*Qué se pide:* Cuenta cuántas líneas de las filas siguientes contienen la cadena "Target", distinguiendo entre mayúsculas y minúsculas. Indica solo el número.
───── Filas a procesar
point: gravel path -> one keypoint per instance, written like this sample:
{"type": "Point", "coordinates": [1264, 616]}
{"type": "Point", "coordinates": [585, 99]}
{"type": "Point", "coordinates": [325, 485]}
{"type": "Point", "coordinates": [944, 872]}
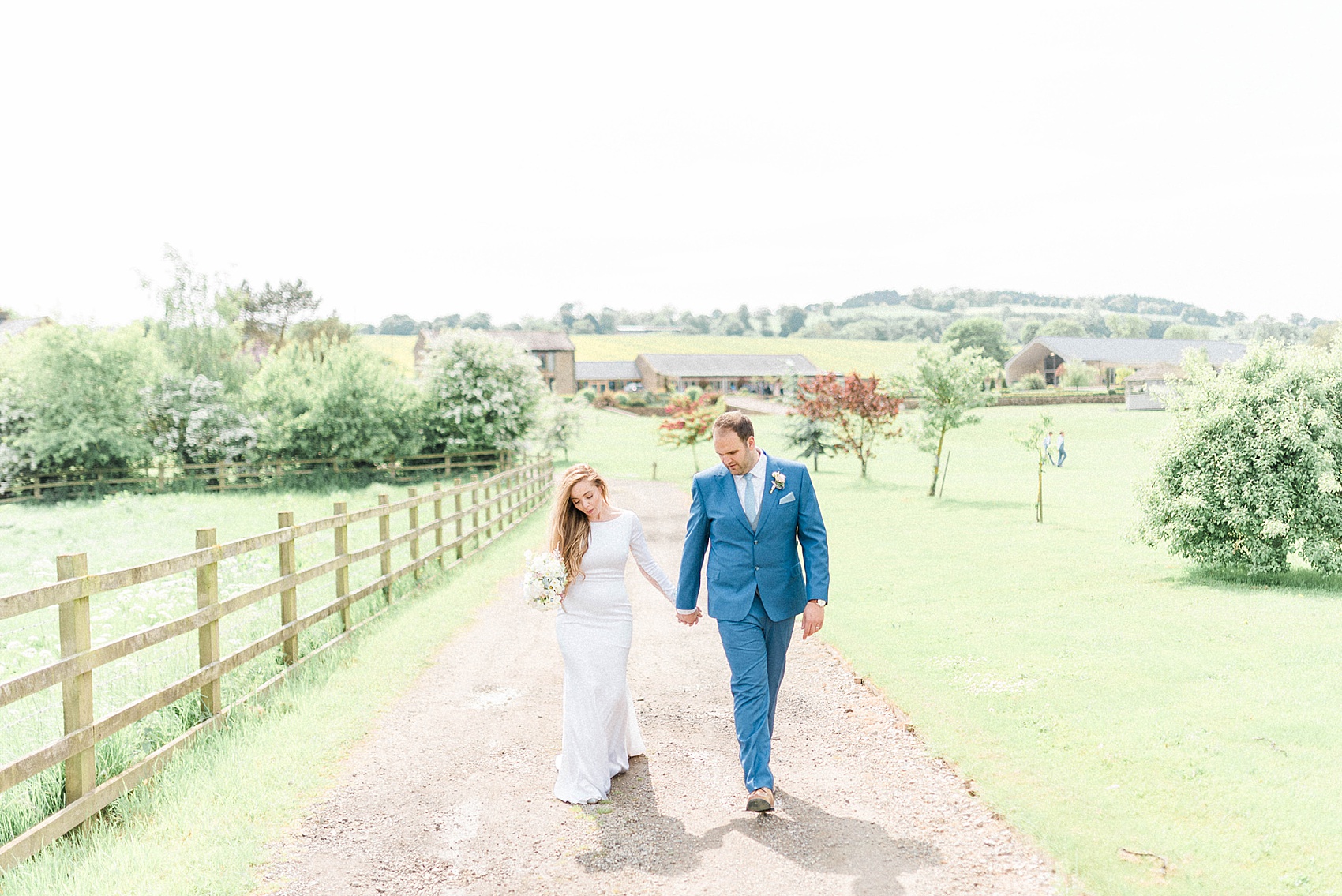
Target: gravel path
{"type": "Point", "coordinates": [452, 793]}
──────────
───── Filas a procesar
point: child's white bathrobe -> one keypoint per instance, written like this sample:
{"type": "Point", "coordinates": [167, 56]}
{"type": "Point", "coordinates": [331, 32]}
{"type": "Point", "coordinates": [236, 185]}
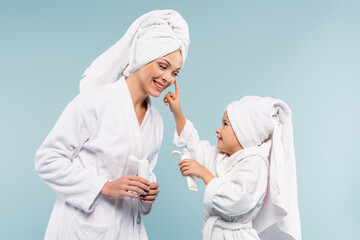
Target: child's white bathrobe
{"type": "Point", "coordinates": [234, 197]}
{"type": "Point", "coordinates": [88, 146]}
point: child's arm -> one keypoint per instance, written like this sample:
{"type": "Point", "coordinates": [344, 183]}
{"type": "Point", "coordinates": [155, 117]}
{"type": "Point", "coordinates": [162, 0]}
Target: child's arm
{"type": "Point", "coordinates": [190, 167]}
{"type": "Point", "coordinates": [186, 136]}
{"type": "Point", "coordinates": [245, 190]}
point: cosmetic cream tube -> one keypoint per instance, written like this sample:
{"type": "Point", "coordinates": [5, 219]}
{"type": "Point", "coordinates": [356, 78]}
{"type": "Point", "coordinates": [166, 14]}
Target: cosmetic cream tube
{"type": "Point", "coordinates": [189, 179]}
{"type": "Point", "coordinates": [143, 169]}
──────────
*Solución del problema:* 4